→ Short task: Identify every line in the records that contains the string "coffee" and copy each of those lines.

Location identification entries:
%%

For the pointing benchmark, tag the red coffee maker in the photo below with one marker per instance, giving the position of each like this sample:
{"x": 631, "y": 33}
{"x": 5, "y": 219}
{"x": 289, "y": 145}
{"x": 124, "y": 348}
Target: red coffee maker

%%

→ Result:
For the pointing benchmark, tag the red coffee maker in the photo below with one marker per instance, giving the position of each like this sample:
Target: red coffee maker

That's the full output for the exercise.